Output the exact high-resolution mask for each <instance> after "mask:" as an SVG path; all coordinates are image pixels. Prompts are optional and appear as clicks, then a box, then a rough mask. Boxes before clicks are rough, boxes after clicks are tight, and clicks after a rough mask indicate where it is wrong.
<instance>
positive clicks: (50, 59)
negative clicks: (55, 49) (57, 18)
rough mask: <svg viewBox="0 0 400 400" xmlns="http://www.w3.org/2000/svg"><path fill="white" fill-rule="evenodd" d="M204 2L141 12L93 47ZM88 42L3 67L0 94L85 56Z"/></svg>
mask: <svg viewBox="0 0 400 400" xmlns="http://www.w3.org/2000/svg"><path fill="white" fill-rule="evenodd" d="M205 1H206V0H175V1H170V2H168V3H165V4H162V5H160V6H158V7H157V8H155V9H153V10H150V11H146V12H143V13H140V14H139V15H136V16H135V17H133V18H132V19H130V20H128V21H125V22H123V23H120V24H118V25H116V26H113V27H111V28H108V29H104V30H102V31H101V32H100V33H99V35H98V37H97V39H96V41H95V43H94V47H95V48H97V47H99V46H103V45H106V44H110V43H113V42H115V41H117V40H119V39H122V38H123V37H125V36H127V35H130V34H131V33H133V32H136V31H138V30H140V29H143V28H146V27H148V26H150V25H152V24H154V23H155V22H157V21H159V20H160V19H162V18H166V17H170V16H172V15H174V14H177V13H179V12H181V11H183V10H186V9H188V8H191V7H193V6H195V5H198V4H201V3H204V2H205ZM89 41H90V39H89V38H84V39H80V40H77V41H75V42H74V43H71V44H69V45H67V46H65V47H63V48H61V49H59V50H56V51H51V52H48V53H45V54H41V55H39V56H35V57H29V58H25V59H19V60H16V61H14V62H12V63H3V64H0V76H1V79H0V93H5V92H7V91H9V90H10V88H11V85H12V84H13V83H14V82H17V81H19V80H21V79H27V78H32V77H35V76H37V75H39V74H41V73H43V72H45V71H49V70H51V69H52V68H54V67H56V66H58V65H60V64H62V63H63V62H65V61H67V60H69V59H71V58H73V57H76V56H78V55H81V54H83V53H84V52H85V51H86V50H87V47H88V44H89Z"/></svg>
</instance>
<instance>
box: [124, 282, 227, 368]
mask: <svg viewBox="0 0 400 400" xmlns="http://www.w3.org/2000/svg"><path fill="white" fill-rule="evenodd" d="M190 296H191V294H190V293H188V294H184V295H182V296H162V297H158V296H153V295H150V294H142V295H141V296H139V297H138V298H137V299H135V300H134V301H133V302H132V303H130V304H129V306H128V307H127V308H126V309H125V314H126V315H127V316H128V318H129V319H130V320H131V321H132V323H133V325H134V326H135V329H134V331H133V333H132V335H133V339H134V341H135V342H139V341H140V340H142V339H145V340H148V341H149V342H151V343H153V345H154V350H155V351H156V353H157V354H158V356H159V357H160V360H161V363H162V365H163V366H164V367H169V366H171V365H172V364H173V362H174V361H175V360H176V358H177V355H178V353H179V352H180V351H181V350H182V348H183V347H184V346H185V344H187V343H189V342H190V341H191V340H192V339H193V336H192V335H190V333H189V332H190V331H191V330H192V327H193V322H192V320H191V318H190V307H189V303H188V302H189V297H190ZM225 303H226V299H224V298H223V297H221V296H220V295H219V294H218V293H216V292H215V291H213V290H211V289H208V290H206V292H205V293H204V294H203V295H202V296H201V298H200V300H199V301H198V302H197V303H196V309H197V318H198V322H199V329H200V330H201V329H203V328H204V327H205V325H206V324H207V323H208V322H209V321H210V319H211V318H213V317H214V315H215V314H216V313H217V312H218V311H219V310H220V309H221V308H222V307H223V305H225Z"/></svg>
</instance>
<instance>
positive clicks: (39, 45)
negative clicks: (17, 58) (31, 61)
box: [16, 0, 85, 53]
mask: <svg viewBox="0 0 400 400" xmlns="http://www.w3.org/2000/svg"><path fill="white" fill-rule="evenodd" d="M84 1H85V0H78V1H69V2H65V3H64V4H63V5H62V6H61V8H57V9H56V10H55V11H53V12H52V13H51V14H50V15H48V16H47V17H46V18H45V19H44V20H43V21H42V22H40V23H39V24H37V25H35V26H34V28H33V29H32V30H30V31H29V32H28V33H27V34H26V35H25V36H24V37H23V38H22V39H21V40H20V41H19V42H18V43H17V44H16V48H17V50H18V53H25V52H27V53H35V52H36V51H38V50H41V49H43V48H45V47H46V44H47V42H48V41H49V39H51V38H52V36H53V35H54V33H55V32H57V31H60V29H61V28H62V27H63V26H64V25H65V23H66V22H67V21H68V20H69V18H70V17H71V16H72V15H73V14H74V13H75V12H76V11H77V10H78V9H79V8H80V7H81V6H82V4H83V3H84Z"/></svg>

++++++++++

WORK REQUIRED:
Check the entries above for the word "positive" and copy every line where it turns up.

ANSWER SPACE:
positive clicks: (50, 59)
positive clicks: (39, 45)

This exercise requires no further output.